Written task:
Exact copies of all entries are needed. Pictures are to be left out.

Collected data entries:
+---+
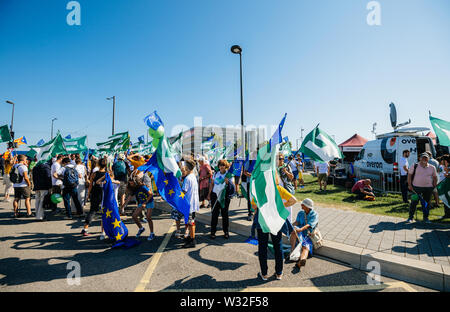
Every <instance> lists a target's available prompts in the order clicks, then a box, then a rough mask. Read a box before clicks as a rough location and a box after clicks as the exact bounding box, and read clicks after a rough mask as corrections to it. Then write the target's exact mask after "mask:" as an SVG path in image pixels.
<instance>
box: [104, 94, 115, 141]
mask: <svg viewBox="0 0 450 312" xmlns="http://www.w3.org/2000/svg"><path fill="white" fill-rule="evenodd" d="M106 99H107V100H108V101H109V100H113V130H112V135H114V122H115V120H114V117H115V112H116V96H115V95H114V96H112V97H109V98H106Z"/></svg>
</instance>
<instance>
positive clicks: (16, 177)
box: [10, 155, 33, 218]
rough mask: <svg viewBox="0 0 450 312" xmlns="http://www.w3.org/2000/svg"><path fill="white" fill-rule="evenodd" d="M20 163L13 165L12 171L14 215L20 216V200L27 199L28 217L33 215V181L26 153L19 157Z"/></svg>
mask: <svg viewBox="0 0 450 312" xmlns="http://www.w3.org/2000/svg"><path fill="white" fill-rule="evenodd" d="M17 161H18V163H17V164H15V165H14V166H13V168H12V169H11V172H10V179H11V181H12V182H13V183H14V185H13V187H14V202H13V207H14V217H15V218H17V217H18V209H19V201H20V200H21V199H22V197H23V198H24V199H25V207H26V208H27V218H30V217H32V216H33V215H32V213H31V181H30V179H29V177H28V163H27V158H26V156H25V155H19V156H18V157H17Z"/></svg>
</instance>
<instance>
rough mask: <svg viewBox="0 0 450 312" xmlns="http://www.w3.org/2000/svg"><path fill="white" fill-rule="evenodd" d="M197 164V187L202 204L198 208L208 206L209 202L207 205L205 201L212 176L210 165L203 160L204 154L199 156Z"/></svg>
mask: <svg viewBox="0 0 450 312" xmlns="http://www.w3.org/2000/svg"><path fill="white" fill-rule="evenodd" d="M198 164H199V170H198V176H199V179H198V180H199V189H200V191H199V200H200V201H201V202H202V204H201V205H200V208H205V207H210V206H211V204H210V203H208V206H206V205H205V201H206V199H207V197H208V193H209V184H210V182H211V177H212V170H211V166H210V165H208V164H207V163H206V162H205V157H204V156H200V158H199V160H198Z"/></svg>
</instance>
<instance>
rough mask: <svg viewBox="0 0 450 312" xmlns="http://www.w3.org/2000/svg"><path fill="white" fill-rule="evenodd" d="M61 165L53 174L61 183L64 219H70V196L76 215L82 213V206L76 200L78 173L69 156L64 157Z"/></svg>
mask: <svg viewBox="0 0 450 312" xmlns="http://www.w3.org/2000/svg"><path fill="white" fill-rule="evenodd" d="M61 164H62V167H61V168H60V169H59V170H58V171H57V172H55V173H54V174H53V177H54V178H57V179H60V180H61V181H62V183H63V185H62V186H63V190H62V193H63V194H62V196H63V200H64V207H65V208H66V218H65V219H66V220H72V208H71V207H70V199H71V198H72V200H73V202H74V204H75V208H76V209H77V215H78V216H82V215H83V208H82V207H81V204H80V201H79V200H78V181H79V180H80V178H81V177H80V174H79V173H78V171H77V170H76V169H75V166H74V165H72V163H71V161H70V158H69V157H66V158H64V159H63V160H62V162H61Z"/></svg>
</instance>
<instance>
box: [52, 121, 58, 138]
+---+
Solution to the exercise:
Every <instance> lists a target's available prompts in the order clicks, then a box, then a rough mask. Read a box before clicks as a rough location and a box after clicks as the exact bounding box, and read clicks after a rough mask as corrections to it. Then write the target's exact mask after "mask:" as an SVG path in image pixels.
<instance>
box: [104, 94, 115, 141]
mask: <svg viewBox="0 0 450 312" xmlns="http://www.w3.org/2000/svg"><path fill="white" fill-rule="evenodd" d="M106 99H107V100H108V101H109V100H113V130H112V135H114V122H115V120H114V117H115V112H116V96H115V95H114V96H112V97H109V98H106Z"/></svg>
</instance>
<instance>
positive clicks: (16, 177)
box: [10, 155, 33, 218]
rough mask: <svg viewBox="0 0 450 312" xmlns="http://www.w3.org/2000/svg"><path fill="white" fill-rule="evenodd" d="M20 163L13 165L12 171L14 215L20 216V200L27 199L28 217L33 215V181L26 153L19 157Z"/></svg>
mask: <svg viewBox="0 0 450 312" xmlns="http://www.w3.org/2000/svg"><path fill="white" fill-rule="evenodd" d="M17 161H18V163H17V164H15V165H14V166H13V168H12V169H11V172H10V179H11V181H12V182H13V183H14V185H13V187H14V202H13V207H14V217H15V218H17V217H18V209H19V201H20V200H21V199H22V197H23V198H24V199H25V207H26V208H27V218H30V217H32V216H33V215H32V213H31V181H30V179H29V177H28V163H27V158H26V156H25V155H19V156H18V157H17Z"/></svg>
</instance>
<instance>
rough mask: <svg viewBox="0 0 450 312" xmlns="http://www.w3.org/2000/svg"><path fill="white" fill-rule="evenodd" d="M197 164V187L202 204L198 208L208 206L209 202L207 205L205 201L212 176L210 165L203 160L204 154L199 156Z"/></svg>
mask: <svg viewBox="0 0 450 312" xmlns="http://www.w3.org/2000/svg"><path fill="white" fill-rule="evenodd" d="M198 164H199V170H198V176H199V179H198V180H199V189H200V191H199V200H200V201H201V202H202V204H201V205H200V208H205V207H210V206H211V204H210V203H208V206H206V205H205V201H206V199H207V197H208V193H209V184H210V182H211V177H212V170H211V166H210V165H208V164H207V163H206V162H205V157H204V156H200V158H199V160H198Z"/></svg>
</instance>
<instance>
rough mask: <svg viewBox="0 0 450 312" xmlns="http://www.w3.org/2000/svg"><path fill="white" fill-rule="evenodd" d="M61 165L53 174L61 183L64 219H70V196L76 215L82 213V206L76 200L78 173L69 156L64 157Z"/></svg>
mask: <svg viewBox="0 0 450 312" xmlns="http://www.w3.org/2000/svg"><path fill="white" fill-rule="evenodd" d="M61 164H62V167H61V168H60V169H59V170H58V171H57V172H55V173H54V174H53V177H54V178H57V179H60V180H61V181H62V183H63V185H62V186H63V190H62V193H63V194H62V196H63V200H64V207H65V208H66V218H65V219H66V220H72V208H71V207H70V199H71V198H72V200H73V202H74V204H75V208H76V209H77V215H78V216H82V215H83V208H82V207H81V204H80V201H79V200H78V181H79V180H80V178H81V177H80V174H79V173H78V171H77V170H76V169H75V166H74V165H72V163H71V161H70V158H69V157H66V158H64V159H63V160H62V162H61Z"/></svg>
</instance>
<instance>
box: [52, 121, 58, 138]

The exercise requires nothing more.